### Input ###

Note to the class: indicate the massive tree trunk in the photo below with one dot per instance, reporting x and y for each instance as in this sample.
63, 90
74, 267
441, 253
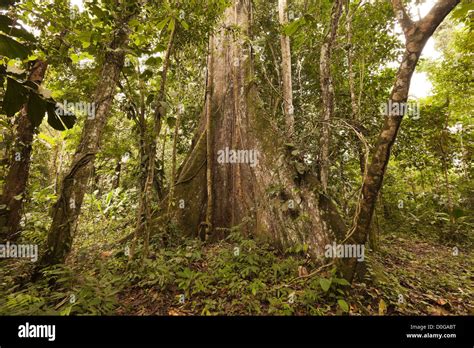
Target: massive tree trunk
256, 191
286, 70
14, 188
327, 91
416, 35
68, 206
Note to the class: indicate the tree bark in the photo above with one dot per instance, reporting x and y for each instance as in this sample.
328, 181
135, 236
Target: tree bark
145, 210
14, 188
416, 35
327, 90
67, 208
266, 198
355, 101
286, 70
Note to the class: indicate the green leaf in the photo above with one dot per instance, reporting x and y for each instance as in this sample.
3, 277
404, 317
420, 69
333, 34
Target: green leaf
14, 29
58, 117
325, 284
13, 49
171, 121
162, 24
15, 96
36, 109
171, 25
343, 304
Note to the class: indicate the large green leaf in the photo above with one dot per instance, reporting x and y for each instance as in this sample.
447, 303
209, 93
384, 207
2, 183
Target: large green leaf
13, 49
14, 29
6, 3
58, 118
15, 96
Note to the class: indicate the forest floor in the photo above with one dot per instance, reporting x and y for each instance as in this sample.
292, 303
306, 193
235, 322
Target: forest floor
407, 276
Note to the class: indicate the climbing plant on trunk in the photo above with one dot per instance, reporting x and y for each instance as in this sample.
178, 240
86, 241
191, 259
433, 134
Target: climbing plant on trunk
416, 35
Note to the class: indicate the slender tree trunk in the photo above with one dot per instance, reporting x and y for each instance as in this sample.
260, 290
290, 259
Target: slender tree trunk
416, 34
286, 70
68, 206
14, 189
173, 162
327, 90
241, 188
355, 101
145, 208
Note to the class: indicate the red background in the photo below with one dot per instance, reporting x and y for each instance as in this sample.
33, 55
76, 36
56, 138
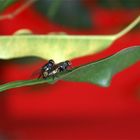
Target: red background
70, 110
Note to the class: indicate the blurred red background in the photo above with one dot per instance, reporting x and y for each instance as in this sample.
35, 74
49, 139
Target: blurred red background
70, 110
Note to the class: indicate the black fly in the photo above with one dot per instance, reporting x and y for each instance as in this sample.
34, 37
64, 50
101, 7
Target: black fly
51, 69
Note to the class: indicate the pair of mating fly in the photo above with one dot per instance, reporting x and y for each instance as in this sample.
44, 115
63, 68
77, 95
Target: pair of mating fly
51, 69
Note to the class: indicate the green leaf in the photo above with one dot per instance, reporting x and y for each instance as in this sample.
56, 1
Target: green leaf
99, 72
57, 47
5, 3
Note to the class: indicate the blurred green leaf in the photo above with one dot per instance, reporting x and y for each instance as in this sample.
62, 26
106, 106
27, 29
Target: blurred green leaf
5, 3
99, 72
129, 4
57, 47
65, 12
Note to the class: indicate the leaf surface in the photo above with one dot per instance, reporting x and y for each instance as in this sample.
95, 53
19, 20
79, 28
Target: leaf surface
57, 47
99, 72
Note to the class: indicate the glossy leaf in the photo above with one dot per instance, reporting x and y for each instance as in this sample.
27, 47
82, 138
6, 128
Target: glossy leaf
99, 72
57, 47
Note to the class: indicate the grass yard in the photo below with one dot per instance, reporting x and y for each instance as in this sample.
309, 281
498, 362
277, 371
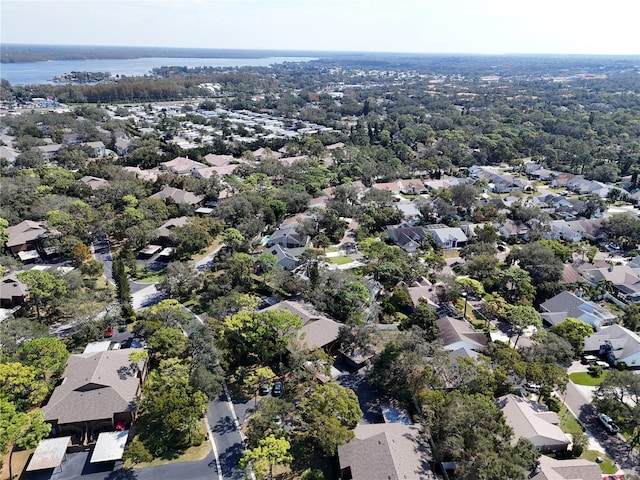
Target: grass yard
189, 455
606, 466
340, 260
568, 422
583, 378
18, 464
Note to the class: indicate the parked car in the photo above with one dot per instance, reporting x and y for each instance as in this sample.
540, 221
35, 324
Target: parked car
277, 389
264, 388
532, 387
608, 423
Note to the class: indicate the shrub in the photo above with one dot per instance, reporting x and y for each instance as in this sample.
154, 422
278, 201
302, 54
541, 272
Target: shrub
136, 452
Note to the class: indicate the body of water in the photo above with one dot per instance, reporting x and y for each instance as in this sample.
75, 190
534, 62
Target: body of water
44, 72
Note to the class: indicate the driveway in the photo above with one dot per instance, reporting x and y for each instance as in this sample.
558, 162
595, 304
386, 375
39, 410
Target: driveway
578, 401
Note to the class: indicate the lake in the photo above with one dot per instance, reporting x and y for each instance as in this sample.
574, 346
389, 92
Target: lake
44, 72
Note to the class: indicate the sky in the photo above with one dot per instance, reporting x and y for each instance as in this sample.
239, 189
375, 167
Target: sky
413, 26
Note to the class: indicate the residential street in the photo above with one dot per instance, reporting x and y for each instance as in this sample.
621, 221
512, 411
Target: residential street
614, 445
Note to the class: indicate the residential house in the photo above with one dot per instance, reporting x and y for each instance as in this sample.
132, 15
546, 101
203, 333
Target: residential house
561, 230
561, 180
26, 236
423, 291
288, 236
218, 160
207, 172
287, 258
569, 469
318, 330
50, 151
408, 238
617, 344
535, 422
389, 451
150, 175
99, 391
12, 291
623, 278
447, 237
181, 165
165, 231
181, 197
569, 305
122, 145
411, 187
96, 149
94, 182
459, 337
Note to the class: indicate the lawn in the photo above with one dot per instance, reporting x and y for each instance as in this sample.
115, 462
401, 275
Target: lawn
606, 466
340, 260
18, 464
583, 378
568, 422
189, 455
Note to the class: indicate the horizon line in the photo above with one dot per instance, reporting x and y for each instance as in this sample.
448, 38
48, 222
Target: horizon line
374, 52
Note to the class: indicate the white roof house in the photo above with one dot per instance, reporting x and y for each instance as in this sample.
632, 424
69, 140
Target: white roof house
533, 421
619, 344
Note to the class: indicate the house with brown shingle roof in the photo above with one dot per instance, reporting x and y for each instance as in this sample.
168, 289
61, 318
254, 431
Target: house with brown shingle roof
177, 195
386, 451
94, 182
98, 391
535, 422
570, 469
318, 331
12, 291
181, 165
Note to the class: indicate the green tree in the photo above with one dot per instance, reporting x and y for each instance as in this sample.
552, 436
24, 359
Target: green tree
270, 451
24, 430
328, 416
206, 373
43, 288
180, 280
539, 260
136, 452
49, 355
22, 385
168, 343
574, 331
265, 334
171, 409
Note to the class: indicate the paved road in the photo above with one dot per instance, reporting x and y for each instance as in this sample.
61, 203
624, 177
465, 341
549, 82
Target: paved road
226, 436
614, 445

###

• **Instruction**:
Rewrite every line from the one containing "Note to the class: indicate the paved" through the last line, raising each answer coordinate after "Target" by 105 and leaving the sample numbers under the note unchanged.

• **Output for this exercise**:
Note to the class: indicate the paved road in the photo above with one dot per instance, reporting x and y for each instance as in this sample.
61, 203
624, 177
465, 341
549, 82
Target: paved road
331, 541
719, 550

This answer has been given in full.